# EXERCISE
Look through the records below and collect all lines that hold the string "handle".
#####
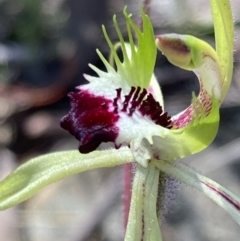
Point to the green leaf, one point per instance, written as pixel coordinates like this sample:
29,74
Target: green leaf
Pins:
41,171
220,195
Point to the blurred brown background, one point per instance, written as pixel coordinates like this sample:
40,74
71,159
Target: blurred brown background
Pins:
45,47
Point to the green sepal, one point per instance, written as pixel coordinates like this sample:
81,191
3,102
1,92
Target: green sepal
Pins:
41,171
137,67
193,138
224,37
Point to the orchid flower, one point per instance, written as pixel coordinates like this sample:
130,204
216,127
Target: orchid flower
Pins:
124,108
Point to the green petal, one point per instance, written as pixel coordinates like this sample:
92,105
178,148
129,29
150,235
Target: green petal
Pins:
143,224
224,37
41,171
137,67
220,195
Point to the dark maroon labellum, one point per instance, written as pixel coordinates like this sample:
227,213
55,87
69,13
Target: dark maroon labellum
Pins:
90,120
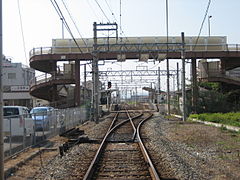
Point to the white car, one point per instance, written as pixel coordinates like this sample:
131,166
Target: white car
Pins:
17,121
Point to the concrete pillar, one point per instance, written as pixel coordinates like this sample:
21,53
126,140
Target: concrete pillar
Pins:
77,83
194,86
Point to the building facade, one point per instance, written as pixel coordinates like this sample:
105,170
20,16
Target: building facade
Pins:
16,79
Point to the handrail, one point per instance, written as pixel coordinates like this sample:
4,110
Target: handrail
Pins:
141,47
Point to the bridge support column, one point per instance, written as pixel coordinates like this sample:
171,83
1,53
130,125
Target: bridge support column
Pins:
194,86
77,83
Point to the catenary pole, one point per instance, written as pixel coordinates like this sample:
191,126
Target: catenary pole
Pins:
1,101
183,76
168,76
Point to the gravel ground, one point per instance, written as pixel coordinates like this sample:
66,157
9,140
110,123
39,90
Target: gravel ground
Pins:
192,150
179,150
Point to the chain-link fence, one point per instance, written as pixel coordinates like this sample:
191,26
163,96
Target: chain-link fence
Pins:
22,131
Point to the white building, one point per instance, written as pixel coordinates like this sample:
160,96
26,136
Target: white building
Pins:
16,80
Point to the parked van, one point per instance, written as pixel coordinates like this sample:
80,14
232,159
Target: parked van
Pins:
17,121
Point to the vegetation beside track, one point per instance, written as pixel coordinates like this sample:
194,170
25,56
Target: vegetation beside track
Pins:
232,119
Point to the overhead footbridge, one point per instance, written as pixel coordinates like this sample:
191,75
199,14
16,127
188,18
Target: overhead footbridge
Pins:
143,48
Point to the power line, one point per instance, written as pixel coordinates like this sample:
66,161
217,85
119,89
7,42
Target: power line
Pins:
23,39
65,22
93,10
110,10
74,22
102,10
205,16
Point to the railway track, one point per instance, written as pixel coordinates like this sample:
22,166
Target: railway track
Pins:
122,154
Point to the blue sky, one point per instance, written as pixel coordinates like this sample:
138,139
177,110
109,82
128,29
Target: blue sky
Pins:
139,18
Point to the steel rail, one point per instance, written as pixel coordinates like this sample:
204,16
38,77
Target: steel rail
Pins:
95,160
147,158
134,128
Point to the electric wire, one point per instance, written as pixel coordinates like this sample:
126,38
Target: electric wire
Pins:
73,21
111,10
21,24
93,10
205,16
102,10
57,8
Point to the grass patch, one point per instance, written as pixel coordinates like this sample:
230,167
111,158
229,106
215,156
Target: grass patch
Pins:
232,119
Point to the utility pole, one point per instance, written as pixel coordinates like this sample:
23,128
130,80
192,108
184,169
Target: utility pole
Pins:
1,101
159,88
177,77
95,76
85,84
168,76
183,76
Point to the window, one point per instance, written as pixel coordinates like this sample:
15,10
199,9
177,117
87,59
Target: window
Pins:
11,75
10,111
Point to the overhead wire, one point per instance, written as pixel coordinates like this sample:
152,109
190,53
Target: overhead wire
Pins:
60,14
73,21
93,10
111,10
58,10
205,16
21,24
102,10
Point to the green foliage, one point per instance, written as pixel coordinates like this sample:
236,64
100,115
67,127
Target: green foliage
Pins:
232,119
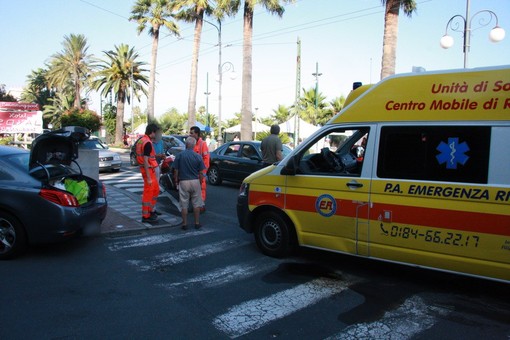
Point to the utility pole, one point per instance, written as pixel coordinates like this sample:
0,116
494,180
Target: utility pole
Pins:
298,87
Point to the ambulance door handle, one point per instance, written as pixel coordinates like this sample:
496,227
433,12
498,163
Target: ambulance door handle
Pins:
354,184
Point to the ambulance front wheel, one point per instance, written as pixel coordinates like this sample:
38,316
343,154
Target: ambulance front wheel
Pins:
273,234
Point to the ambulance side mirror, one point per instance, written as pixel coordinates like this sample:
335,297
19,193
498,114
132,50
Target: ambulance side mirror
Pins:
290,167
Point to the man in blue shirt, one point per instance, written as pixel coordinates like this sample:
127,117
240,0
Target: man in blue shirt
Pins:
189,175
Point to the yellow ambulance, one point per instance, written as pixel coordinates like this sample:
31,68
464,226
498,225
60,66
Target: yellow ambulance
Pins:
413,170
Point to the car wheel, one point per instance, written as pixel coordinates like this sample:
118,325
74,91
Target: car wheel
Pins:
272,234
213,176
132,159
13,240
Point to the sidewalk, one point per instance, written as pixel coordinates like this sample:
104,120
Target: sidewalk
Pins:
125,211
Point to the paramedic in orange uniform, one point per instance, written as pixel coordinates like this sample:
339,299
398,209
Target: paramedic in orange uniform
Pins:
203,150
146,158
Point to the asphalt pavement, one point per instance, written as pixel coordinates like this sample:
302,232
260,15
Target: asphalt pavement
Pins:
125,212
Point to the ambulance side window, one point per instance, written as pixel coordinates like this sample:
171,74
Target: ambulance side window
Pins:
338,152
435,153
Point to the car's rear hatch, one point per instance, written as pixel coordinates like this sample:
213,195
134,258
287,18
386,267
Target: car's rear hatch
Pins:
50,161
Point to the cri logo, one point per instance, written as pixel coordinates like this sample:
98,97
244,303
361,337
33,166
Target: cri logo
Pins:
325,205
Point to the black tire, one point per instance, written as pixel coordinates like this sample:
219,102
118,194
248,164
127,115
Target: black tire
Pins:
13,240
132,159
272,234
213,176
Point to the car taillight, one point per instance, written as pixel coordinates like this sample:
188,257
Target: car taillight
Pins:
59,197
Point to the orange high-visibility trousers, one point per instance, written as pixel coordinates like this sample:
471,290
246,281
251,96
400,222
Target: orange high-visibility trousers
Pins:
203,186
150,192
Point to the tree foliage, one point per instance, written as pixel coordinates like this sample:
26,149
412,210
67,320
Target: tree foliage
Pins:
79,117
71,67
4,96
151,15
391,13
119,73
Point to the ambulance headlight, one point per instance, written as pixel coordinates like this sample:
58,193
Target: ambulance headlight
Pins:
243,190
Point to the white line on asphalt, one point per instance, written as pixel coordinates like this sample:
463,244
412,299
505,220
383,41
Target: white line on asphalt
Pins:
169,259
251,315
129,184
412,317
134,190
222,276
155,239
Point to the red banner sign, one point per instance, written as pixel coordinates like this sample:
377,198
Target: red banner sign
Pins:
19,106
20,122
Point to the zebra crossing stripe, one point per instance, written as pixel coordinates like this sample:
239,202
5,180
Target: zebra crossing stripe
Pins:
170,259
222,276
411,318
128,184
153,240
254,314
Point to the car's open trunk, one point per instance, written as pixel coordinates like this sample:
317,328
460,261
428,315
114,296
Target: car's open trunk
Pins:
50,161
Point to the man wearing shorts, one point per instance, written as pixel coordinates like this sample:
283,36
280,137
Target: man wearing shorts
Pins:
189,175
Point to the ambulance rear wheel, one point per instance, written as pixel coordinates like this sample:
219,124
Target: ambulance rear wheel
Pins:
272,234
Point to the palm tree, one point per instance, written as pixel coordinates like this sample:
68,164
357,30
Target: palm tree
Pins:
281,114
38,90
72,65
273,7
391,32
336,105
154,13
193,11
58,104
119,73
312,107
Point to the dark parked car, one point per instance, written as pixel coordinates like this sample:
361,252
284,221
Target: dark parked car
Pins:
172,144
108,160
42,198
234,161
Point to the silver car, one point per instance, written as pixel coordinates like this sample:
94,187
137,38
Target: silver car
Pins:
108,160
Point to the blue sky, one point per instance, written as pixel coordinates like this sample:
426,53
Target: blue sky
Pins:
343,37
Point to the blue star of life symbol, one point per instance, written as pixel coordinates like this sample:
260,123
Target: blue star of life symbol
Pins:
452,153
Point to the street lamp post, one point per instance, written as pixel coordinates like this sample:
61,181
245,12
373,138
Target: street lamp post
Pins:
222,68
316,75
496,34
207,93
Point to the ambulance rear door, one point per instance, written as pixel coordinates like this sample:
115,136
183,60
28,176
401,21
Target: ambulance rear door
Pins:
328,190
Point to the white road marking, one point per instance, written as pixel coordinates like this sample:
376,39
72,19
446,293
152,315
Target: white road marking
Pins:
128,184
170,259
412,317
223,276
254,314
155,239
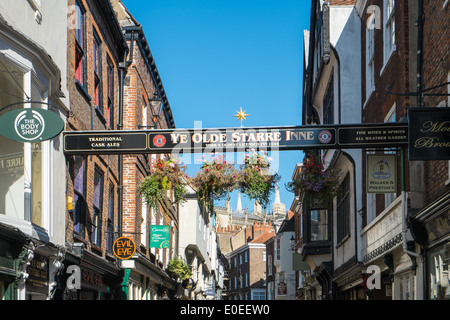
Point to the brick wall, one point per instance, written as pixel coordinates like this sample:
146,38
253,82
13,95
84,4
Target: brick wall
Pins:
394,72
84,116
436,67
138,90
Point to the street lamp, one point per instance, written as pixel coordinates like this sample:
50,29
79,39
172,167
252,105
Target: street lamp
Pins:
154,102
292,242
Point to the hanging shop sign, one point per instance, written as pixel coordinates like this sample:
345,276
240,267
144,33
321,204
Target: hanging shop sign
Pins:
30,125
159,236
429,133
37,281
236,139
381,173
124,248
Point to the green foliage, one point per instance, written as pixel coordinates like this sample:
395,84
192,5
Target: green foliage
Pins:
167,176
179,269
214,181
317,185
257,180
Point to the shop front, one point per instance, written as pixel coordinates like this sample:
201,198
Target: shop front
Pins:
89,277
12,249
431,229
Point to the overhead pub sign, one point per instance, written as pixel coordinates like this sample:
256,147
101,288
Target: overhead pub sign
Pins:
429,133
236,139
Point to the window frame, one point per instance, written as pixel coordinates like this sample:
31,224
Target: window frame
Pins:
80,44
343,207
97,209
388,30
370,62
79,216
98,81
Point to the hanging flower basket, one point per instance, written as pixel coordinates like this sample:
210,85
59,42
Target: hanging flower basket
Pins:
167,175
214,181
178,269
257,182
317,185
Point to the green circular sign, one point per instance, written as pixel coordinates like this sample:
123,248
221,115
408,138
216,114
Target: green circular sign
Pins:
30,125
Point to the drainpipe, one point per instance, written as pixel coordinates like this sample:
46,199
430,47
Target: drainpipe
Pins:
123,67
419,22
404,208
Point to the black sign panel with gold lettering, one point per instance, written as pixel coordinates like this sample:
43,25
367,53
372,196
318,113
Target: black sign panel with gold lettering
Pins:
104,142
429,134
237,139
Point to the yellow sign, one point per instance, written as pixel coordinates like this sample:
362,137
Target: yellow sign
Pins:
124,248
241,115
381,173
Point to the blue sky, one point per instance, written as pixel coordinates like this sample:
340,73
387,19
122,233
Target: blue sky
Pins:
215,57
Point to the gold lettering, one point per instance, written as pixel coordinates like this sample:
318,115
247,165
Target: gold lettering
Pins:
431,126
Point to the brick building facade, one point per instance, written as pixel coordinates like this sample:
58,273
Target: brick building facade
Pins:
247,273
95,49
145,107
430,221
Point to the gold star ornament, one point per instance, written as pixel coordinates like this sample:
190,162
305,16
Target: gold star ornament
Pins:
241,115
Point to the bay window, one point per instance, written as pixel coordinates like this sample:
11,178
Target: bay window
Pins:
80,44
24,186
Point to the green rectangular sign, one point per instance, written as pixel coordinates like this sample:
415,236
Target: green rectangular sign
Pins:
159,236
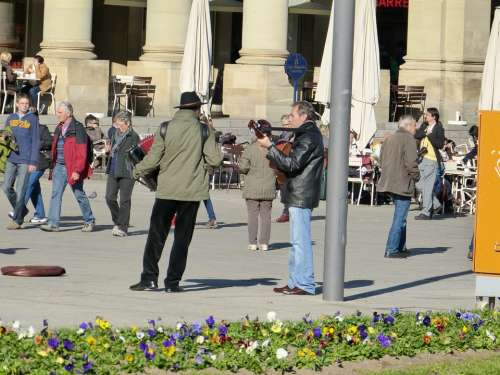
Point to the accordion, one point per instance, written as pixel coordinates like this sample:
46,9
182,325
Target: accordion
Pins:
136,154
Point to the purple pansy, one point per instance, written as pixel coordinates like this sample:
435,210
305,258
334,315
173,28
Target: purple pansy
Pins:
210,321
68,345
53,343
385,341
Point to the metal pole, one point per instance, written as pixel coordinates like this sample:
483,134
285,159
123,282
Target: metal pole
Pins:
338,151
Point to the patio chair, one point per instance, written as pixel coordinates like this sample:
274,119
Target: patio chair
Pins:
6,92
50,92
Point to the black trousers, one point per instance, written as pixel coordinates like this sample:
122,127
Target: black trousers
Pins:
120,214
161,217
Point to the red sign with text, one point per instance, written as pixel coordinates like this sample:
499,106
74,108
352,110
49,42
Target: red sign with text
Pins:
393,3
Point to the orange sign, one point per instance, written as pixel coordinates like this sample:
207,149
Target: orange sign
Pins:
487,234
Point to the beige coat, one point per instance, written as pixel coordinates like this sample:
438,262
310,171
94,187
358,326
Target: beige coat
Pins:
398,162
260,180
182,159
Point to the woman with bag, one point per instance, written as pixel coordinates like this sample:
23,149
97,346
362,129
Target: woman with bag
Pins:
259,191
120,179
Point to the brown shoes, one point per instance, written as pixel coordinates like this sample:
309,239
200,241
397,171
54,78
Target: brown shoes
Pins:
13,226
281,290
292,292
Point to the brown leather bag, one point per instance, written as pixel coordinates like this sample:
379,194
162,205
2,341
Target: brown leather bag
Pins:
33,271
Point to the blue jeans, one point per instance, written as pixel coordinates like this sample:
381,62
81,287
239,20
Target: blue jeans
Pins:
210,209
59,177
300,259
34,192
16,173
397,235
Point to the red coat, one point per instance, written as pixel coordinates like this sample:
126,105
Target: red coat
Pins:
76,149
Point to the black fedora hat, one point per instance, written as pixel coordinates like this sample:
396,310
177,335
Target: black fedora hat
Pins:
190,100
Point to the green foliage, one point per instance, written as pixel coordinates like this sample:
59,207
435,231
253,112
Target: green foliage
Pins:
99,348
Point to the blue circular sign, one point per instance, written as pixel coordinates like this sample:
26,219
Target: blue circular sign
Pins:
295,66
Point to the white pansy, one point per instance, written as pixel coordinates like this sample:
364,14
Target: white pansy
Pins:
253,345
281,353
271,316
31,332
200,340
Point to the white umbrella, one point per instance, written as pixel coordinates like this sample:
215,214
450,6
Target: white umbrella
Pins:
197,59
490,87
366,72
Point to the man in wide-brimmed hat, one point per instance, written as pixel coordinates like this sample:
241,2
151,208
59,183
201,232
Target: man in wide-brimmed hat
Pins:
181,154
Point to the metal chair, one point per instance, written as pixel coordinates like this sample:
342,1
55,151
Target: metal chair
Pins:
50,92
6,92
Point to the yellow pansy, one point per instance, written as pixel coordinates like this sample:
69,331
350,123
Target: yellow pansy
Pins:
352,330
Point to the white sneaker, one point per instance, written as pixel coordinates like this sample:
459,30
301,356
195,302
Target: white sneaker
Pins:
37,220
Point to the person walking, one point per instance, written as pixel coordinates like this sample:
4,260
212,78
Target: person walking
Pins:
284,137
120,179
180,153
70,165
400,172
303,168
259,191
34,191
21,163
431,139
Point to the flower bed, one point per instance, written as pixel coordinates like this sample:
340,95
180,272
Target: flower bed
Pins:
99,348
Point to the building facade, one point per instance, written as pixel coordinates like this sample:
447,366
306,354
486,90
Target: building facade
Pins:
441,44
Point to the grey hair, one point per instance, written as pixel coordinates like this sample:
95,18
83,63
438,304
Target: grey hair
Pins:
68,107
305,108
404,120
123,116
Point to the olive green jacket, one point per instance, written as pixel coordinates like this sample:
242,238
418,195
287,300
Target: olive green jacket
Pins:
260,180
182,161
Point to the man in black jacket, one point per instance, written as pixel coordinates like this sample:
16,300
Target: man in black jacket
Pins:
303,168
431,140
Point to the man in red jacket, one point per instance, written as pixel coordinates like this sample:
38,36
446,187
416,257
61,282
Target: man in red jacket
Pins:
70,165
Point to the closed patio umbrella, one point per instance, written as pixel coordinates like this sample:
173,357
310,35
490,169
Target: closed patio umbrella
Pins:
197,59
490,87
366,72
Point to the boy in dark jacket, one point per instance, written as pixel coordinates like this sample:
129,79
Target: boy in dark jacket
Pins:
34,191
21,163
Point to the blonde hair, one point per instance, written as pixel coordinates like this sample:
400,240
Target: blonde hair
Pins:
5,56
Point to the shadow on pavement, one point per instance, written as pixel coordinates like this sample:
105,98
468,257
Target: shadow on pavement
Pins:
#####
# OUTPUT OF THE EXERCISE
Point to the ambulance door handle, one point per instance, written as pixel coordinates like this sample:
Target: ambulance door handle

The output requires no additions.